Pull out every line of the material below that contains the string "dark", matching case exactly.
* start SUPPLIED RECORDS *
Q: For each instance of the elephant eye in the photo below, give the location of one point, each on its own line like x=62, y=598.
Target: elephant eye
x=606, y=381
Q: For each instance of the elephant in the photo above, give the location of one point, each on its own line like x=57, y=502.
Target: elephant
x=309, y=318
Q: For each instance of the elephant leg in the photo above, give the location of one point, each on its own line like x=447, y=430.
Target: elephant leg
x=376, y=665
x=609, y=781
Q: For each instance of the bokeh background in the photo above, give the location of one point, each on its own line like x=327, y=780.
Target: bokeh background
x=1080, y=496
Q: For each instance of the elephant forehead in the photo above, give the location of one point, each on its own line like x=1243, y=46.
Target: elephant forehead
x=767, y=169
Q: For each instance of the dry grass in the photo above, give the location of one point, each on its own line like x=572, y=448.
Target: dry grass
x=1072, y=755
* end SUPPLIED RECORDS *
* start SUPPLIED RECORDS *
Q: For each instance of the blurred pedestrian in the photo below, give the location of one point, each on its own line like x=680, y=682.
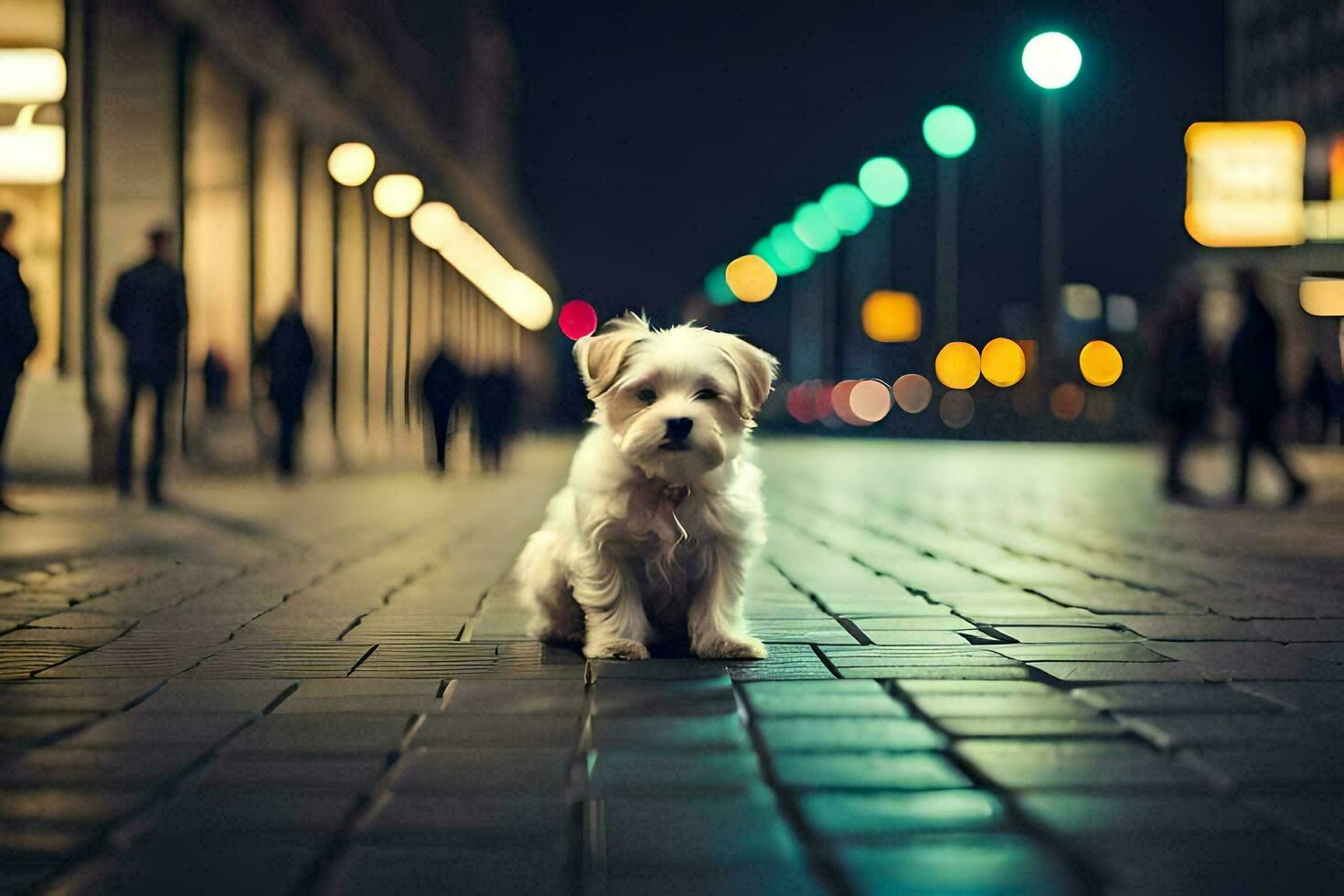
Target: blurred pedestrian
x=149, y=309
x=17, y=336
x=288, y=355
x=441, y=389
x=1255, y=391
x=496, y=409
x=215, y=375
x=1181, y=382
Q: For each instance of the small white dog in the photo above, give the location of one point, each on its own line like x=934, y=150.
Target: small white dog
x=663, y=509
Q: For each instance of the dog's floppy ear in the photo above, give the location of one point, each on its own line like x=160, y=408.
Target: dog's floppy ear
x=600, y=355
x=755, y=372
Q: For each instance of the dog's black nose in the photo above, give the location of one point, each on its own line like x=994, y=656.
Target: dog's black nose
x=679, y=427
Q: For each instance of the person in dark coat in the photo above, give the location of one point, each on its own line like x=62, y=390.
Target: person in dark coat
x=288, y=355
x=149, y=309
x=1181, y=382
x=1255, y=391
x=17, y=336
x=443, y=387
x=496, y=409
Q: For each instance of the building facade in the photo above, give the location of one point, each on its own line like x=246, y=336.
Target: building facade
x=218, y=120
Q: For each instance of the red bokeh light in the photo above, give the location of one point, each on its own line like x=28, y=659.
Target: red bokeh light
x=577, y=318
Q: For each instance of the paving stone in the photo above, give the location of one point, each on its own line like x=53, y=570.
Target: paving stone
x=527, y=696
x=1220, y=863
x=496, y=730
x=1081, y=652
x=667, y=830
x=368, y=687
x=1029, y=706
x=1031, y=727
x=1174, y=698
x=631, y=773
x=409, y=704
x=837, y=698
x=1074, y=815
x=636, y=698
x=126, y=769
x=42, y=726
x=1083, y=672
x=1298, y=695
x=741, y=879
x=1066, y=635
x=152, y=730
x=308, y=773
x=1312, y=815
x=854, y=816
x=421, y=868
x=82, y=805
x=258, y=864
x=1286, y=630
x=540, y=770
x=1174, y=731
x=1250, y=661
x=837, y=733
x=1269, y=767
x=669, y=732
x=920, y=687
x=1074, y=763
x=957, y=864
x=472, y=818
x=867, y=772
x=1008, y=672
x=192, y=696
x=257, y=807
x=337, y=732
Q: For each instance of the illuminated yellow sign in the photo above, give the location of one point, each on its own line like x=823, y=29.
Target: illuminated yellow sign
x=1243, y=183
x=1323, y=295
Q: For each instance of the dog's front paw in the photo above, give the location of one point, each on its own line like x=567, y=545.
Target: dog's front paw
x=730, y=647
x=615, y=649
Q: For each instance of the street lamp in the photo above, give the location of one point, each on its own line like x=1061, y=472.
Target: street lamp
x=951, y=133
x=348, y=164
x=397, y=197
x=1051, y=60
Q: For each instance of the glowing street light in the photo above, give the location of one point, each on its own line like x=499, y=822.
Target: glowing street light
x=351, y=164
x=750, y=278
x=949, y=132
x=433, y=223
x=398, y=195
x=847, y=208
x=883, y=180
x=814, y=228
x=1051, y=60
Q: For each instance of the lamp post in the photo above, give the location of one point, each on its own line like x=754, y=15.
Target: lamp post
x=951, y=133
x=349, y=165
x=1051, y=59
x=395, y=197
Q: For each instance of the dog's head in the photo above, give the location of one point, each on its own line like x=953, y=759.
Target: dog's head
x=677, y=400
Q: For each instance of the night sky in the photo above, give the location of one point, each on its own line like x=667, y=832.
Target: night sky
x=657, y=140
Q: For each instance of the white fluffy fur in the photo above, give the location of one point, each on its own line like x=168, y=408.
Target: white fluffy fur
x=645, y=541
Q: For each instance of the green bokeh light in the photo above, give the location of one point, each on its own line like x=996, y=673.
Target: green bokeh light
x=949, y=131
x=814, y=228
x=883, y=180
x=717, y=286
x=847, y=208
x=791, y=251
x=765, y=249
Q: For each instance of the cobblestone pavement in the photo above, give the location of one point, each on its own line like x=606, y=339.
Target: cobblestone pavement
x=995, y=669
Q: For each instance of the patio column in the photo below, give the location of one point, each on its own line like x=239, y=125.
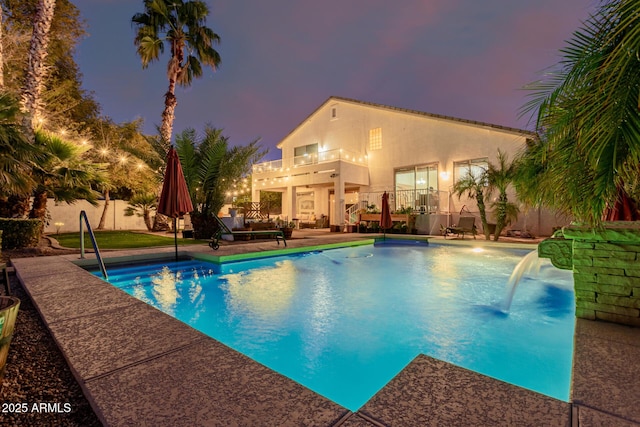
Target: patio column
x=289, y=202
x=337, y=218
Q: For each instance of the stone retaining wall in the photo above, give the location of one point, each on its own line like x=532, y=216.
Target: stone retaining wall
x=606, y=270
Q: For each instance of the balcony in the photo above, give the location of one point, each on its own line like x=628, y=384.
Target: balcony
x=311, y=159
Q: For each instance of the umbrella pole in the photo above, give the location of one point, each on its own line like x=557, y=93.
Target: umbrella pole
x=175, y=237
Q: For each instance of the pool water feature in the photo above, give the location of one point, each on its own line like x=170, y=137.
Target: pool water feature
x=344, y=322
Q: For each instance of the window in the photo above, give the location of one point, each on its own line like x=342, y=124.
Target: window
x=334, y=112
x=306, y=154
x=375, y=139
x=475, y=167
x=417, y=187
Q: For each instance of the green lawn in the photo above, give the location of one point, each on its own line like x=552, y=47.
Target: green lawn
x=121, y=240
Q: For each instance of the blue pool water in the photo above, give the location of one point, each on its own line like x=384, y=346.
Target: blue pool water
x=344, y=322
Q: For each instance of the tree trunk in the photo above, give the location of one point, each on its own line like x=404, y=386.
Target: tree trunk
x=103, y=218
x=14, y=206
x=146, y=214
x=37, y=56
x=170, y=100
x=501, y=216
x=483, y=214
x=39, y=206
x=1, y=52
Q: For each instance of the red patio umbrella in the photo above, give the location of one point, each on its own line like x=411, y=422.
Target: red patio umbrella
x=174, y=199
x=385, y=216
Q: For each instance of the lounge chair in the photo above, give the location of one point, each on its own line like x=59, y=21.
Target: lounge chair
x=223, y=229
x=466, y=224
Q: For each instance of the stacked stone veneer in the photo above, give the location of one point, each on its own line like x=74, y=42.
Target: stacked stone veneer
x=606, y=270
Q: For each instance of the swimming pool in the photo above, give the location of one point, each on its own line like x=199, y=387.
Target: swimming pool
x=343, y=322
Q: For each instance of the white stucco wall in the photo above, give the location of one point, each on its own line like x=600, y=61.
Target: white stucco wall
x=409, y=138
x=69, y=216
* end SUPPLIED RECORDS *
_EXERCISE RESPONSE_.
Q: For each instance of the person in dark coat in the photo above, give the location of one point, each on its own line like x=62, y=390.
Target: person in dark coat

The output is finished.